-- START OF Data section --

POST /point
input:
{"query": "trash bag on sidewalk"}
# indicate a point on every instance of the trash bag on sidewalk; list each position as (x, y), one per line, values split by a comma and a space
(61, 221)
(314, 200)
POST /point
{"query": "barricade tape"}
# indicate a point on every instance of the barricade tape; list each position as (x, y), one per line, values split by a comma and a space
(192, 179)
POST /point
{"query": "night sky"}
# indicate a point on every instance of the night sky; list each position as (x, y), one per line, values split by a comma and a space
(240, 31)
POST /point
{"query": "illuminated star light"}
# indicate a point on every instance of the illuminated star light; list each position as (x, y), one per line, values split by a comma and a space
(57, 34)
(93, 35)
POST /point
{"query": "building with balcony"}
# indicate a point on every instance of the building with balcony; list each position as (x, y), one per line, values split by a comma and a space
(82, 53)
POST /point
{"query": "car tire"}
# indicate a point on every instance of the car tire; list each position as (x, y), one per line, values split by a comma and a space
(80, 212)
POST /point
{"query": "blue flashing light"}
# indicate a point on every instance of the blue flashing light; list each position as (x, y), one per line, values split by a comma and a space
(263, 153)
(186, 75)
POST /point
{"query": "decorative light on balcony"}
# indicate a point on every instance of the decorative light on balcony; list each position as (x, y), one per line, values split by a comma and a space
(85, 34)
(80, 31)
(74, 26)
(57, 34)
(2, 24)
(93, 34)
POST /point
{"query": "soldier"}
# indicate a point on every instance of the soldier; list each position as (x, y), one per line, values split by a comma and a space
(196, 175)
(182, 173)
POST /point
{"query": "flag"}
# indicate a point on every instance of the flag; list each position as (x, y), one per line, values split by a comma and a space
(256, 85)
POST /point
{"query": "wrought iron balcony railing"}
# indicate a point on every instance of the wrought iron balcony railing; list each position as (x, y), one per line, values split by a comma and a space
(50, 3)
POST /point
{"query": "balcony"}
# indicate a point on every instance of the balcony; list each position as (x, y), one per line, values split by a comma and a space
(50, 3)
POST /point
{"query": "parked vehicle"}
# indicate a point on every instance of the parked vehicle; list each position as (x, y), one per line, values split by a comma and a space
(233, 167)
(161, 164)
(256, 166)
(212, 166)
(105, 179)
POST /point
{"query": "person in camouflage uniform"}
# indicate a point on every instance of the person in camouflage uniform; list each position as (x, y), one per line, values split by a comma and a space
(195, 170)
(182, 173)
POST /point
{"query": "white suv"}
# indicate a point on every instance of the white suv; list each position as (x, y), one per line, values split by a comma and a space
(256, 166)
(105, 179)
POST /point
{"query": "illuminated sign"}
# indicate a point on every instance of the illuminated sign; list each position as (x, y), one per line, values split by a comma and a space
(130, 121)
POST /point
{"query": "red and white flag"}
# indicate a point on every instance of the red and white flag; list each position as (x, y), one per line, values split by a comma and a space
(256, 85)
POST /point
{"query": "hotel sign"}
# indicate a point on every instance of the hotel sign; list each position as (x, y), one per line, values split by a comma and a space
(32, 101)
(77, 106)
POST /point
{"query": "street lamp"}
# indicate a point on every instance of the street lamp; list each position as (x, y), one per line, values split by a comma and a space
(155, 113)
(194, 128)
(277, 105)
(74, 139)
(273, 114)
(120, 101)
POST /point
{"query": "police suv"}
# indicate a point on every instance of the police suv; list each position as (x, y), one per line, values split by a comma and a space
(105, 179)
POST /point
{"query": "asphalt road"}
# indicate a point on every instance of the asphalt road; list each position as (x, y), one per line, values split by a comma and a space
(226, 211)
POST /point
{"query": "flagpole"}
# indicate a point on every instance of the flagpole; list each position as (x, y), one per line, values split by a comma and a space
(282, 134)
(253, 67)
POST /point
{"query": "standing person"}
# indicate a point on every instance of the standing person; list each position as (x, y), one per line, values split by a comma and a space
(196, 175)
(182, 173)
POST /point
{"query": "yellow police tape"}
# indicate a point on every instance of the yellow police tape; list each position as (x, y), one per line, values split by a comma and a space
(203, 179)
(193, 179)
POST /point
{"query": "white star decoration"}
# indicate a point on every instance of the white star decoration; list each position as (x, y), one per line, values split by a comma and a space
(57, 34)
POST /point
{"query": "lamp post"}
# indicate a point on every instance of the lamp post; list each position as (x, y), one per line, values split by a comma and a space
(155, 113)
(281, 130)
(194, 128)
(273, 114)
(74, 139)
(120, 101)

-- END OF Data section --

Short exercise> Return each entry from above without altering a single character.

Answer to the exercise>
POST /point
input:
{"query": "trash bag on sidewalk"}
# indicate a point on every instance of the trash bag on sidewalk; list each position as (x, y), one per line, values split by a comma and a space
(61, 221)
(314, 200)
POST /point
{"query": "barricade tape"}
# indicate a point on every instance of the barricade tape; list each position as (x, y), one per line, values split by a comma and a space
(192, 179)
POST /point
{"query": "night sky"}
# indicate a point on every instance of the night sky; list each position as (x, y), one per line, values split by a comma and a space
(240, 31)
POST /point
{"query": "illuminated star light"}
# indicate a point on every instance of the illuminated star light; list each position as (x, y), one per line, values split by a comma and a space
(57, 34)
(93, 35)
POST /point
{"query": "building with balcony"}
# indicate a point on every instance of the building with balcony; list each position as (x, y), one per line, values split by a comma and a space
(82, 53)
POST /point
{"query": "car tire"}
# indicate a point on every instance of the car tire; list each position as (x, y), one per line, values split by a comma and a space
(80, 212)
POST /point
{"query": "blue flashing light"}
# indicate a point on every instance of the blue flashing light; list each position as (x, y), one per line, values split by a comma and a space
(263, 153)
(186, 75)
POST /point
{"query": "decorative light on balcony"}
# indicate a point on every instance of the decorative light on balcony; list each position as (x, y), one per line, values split by a comma and a space
(85, 34)
(80, 31)
(74, 26)
(57, 34)
(2, 24)
(93, 34)
POST /point
{"query": "soldier"}
# indicate a point on every instance of the soldier; list each position as (x, y), one per line, values split by a comma and a space
(196, 175)
(182, 173)
POST /point
{"query": "flag"}
# indicate a point on every instance of the flag; list each position as (x, y), one per line, values split by a comma and a space
(256, 85)
POST /point
{"query": "wrought iron balcony railing"}
# indicate a point on every instance of the wrought iron balcony railing; list each position as (x, y), one per line, values split by a comma and a space
(50, 3)
POST /point
{"query": "balcony"}
# indicate a point on every instance of the balcony; list each position as (x, y), one per line, values split by a comma and a space
(50, 3)
POST /point
{"query": "parked vehicle"}
# indicate a point on every instance of the parked vehicle; list each position as (x, y), one per line, values split by a comma and a space
(233, 167)
(161, 164)
(256, 166)
(212, 166)
(105, 179)
POST /point
{"query": "person in camouflage uniform"}
# indicate a point on every instance of the person in camouflage uniform; list each position as (x, y), one per line, values split by a comma and a space
(195, 170)
(182, 173)
POST /point
{"query": "white suv"}
# indicate a point on every instance of the white suv; list each position as (x, y), one per line, values split by a comma and a space
(256, 166)
(105, 179)
POST /point
{"query": "illuminated sign"}
# indicate a point on every instance of the illuminated sign; list each position as (x, y), one per line, values split by a comma and a space
(130, 121)
POST /point
{"query": "red and white flag"}
# indicate a point on every instance of the red and white flag; list each position as (x, y), one per line, values split by a comma and a space
(256, 85)
POST /point
{"query": "hotel sign"}
# indicate a point on every instance of the hotel sign; list each position as (x, y), one per line, values split by a comma and a space
(32, 101)
(77, 106)
POST /point
{"query": "street lamp"}
# indicate a point on every instance of the street lamp; list each position as (x, y), one per line, values split by a comma and a space
(155, 113)
(194, 128)
(277, 105)
(74, 139)
(273, 114)
(120, 101)
POST /point
{"query": "police suv"}
# indicate a point on every instance of the police suv; list each position as (x, y), one per line, values split by a comma and a space
(105, 179)
POST /point
{"query": "asphalt road"}
# indicate a point on every instance of the asphalt road; list each position as (x, y), one per line, values split by a comma and a space
(226, 211)
POST /point
{"query": "flagpole"}
# indicate a point on every instance of the flagpole; list each position as (x, y), one per line, values split by a comma and a space
(282, 134)
(253, 67)
POST /point
{"query": "standing person"}
# indicate a point on every instance of the standing person; list each position as (x, y), one per line, values split by a comma and a space
(196, 175)
(182, 173)
POST /point
{"query": "yellow police tape"}
# indicate a point on every instance of the yellow police tape; list each position as (x, y), one per line, values split by a comma and a space
(203, 179)
(193, 179)
POST /point
{"query": "white star decoration"}
# indicate a point on every instance of the white star decoration; list each position as (x, y), one per line, values split by a comma and a space
(57, 34)
POST /point
{"query": "lamp post"}
# indicate a point on every instance of the lamp post; list each position as (x, y), one per line, values split by a comma and a space
(155, 113)
(281, 130)
(194, 128)
(273, 114)
(74, 139)
(120, 101)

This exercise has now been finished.